* Work instructions: In the records below, begin at the line containing "like [141, 109]." and end at the line containing "like [661, 221]."; quote every line in that span exactly, including both boundary lines, and no others.

Extracted records:
====

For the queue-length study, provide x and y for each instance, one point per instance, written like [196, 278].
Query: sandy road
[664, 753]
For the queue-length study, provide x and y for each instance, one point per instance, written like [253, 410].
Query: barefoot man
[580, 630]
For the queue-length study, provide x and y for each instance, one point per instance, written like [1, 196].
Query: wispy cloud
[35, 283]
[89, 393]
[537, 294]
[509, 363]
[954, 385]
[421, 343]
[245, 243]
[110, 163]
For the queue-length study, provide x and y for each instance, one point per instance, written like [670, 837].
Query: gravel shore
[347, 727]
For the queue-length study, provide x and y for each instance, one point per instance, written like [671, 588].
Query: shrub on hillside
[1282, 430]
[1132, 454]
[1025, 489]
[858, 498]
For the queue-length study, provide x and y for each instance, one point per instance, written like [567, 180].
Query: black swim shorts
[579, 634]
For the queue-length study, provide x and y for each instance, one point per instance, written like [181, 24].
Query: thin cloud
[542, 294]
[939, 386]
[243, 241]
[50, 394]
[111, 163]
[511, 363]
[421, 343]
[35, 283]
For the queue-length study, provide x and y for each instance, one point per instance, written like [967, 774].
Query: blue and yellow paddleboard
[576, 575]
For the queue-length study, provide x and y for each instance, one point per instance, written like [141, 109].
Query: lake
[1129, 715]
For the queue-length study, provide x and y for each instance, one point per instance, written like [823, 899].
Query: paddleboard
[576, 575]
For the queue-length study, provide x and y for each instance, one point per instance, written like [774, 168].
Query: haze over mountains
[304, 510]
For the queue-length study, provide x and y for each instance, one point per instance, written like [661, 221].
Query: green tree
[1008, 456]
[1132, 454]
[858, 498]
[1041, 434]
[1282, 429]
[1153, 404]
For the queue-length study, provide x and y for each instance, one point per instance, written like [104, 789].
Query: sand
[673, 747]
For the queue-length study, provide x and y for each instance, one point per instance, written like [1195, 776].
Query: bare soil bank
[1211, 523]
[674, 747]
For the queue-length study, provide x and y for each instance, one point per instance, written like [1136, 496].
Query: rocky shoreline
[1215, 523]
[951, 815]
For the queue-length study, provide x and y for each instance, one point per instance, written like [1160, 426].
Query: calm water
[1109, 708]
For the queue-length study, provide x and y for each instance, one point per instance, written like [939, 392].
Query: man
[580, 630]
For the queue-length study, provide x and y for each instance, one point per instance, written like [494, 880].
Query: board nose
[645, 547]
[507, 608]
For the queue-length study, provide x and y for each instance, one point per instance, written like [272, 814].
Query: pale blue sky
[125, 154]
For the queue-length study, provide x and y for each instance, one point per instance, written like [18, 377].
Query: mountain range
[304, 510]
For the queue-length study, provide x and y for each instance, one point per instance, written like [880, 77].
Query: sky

====

* Answer below:
For the queue-length study, provide x and y for each instance, one point per instance, written like [141, 109].
Query: lake
[1129, 715]
For the queue-length study, provide x and y for each instance, one point per instance, written like [823, 899].
Query: paddleboard
[576, 575]
For the queue-length study, provide x and y for each instance, one point per instance, written like [774, 168].
Query: haze over mountains
[304, 510]
For the queue-length study, provide x and y for each instance, one point per instance, written like [661, 221].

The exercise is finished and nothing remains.